Page text:
····················

From the images, we measured a set of image-based features capturing the intensity level and distribution of probe fluorescence in cells, within and across fluorescence channels. The “integrated intensity” over a region is defined as the sum of pixel intensities of every pixel encompassing that region. In turn, dividing the integrated intensity by the number of pixels in a region corresponds to the mean (or average) pixel intensity over that region. In this manner, the average pixel intensity for all pixels within the cellular region was calculated in FITC, TRITC and Cy5 channels (excluding the Hoechst™ channel). With a control set of background-subtracted images acquired from unlabeled cells, we determined that < 1% of the images showed mean cellular autofluorescence > 100 units/pixel, so this value was chosen as a threshold for distinguishing those styryl molecules that yielded a cell-associated fluorescence signal. The average pixel intensity for all pixels within the cellular regions of FITC, TRITC and Cy5 was then summed to create a total cellular intensity (TCI) feature image. In addition, the cellular intensities for the three fluorescence channels were normalized by their sum to produce three “channel proportion intensity” (CPI) features. These values were not computed for compounds where the sum of mean pixel intensities was < 100 units/pixel. Coefficient of variation (CV) of the cellular regions was calculated as the standard deviation of pixel intensities for pixels within cells divided by the mean pixel intensity. The CV value was not computed when the mean intensity in a given image was < 100 units/pixel. “Cytoplasm to nucleus ratio” (CNR) was calculated as the ratio of the mean intensity in the cytoring region (the cellular region excluding the nuclear region) to the mean intensity in the nuclear region for a given image. The CNR was not computed when the mean intensity in the nucleus was < 100 units/pixel. To quantify the partitioning of probe fluorescence inside the cell in relation to the background fluorescence intensity, a “cell associated fluorescence” feature was computed as the ratio of mean cellular fluorescence (after background subtraction) to the median background intensity (corresponding to the probes' fluorescence in solution, before background subtraction). The CV, CNR and cell associated fluorescence features were computed for each channel, and also for the sum of the pixel intensities from all channels.

····················

Exercise: In the page text on fluorescence image features, how is the "cytoplasm to nucleus ratio" (CNR) calculated?

Given data:
····················

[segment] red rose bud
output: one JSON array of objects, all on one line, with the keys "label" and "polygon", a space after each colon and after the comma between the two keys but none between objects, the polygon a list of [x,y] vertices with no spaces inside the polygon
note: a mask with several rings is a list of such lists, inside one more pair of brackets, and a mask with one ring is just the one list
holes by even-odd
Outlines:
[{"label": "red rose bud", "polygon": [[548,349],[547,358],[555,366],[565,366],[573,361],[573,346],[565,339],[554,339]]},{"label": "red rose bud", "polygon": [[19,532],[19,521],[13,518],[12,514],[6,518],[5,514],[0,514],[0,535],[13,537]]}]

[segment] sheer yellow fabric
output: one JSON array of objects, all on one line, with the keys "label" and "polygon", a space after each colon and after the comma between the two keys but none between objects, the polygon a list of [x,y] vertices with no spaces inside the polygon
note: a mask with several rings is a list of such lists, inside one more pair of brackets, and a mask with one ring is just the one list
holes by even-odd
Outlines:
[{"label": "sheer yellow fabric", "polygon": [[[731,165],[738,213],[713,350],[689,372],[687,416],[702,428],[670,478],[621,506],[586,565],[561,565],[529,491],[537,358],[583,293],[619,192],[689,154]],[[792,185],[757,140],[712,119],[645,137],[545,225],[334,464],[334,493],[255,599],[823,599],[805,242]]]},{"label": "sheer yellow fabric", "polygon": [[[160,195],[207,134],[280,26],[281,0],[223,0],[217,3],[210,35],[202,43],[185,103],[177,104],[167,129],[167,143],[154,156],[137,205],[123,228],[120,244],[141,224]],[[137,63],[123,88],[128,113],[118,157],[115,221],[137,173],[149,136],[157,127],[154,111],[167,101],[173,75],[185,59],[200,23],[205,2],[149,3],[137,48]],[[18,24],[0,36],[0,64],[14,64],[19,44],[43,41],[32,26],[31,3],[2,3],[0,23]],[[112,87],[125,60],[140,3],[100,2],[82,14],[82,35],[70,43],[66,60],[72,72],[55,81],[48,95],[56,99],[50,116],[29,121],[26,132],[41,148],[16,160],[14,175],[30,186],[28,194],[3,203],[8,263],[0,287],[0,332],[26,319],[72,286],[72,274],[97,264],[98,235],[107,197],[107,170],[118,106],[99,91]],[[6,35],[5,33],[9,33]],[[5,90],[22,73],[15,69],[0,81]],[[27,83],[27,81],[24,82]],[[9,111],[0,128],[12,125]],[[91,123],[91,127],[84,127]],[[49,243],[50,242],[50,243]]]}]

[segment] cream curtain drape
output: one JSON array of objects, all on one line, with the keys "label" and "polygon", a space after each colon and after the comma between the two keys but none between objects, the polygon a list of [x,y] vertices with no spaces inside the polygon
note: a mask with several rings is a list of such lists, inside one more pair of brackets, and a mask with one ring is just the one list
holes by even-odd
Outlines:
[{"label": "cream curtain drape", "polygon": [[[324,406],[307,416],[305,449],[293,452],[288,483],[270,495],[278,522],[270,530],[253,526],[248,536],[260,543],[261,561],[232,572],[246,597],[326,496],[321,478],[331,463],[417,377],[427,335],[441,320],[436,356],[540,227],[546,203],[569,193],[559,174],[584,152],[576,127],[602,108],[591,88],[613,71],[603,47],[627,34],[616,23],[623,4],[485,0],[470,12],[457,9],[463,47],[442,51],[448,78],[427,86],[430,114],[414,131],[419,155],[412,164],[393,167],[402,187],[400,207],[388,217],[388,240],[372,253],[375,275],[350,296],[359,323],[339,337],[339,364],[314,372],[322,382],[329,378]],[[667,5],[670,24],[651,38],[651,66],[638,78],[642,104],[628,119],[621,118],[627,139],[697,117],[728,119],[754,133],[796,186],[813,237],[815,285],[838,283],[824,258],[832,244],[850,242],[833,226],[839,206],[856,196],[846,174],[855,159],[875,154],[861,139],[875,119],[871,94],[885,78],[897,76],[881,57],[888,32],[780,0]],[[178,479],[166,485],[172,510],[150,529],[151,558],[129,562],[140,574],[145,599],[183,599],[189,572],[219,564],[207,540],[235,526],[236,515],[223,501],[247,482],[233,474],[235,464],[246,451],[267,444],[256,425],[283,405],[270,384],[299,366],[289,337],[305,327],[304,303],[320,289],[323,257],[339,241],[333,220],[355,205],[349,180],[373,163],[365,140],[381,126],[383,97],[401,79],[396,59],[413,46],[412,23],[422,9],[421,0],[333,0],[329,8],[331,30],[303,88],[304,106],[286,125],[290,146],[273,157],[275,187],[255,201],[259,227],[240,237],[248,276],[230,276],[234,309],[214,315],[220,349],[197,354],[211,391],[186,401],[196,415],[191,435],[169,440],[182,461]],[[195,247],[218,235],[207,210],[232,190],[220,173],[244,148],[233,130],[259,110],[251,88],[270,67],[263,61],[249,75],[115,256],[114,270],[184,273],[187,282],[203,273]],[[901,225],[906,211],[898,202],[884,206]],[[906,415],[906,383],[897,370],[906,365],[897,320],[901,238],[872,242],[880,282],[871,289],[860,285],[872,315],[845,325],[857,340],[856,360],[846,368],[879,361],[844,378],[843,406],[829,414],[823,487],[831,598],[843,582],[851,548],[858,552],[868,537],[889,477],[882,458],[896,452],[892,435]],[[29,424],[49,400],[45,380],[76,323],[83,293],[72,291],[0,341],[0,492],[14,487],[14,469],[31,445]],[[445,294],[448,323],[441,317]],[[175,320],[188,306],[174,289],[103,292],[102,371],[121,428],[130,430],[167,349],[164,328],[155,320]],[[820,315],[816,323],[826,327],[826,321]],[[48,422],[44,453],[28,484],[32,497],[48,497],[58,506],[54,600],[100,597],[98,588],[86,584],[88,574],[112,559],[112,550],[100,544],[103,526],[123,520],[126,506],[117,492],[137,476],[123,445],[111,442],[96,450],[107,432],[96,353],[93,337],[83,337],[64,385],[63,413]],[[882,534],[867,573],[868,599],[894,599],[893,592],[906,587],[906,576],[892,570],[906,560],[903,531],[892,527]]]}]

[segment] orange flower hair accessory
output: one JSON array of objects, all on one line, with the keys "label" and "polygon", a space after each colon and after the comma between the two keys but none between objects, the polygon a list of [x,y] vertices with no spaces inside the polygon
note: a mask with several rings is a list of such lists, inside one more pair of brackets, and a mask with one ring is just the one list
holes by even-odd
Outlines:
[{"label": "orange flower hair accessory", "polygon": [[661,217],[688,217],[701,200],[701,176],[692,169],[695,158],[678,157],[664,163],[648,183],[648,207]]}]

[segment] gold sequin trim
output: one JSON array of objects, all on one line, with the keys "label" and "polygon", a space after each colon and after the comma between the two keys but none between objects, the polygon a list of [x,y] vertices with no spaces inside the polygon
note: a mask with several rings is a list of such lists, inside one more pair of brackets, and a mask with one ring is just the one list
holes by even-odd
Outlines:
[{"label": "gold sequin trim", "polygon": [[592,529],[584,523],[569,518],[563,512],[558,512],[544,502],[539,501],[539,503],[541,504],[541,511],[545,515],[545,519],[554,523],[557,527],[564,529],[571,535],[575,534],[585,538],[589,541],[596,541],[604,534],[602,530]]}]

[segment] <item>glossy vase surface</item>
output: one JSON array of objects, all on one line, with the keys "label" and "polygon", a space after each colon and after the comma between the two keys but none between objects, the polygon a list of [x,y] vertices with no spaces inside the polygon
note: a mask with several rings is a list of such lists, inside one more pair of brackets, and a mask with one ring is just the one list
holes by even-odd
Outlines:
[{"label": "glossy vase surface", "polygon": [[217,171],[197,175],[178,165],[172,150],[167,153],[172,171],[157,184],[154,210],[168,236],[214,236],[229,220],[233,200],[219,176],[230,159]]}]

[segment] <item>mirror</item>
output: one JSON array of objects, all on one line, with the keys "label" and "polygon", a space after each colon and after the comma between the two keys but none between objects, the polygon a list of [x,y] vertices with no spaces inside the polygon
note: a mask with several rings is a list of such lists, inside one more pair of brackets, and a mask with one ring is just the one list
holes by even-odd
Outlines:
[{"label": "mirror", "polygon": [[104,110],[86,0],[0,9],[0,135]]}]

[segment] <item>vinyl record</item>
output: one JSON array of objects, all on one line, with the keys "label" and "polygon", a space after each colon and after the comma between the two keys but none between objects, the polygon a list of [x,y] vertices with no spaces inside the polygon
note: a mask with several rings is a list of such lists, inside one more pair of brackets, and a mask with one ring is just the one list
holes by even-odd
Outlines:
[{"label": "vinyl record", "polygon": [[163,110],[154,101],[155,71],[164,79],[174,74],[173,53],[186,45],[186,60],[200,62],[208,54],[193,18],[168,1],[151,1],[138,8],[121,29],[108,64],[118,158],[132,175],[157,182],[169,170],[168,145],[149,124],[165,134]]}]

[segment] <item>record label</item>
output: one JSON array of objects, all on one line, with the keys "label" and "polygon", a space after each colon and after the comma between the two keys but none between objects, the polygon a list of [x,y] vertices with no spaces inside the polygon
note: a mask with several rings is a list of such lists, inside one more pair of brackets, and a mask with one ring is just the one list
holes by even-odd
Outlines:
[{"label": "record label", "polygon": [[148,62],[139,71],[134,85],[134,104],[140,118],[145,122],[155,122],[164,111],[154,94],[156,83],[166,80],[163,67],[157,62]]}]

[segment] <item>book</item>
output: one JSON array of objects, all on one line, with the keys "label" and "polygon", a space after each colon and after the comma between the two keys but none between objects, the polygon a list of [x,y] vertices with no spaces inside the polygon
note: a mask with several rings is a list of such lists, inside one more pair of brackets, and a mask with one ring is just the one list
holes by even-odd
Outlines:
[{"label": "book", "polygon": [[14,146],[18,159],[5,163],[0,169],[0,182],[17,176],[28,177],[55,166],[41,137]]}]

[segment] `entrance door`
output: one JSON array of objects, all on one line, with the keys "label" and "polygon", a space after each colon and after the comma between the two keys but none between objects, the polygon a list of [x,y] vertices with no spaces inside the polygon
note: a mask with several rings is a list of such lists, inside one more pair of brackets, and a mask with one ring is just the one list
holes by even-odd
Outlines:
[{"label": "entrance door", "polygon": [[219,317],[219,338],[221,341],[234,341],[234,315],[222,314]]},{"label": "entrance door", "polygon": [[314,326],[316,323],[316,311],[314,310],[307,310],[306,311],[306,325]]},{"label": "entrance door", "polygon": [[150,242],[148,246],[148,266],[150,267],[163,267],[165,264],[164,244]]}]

····················

Result of the task: It is the ratio of the mean intensity in the cytoring region (the cellular region excluding the nuclear region) to the mean intensity in the nuclear region for a given image.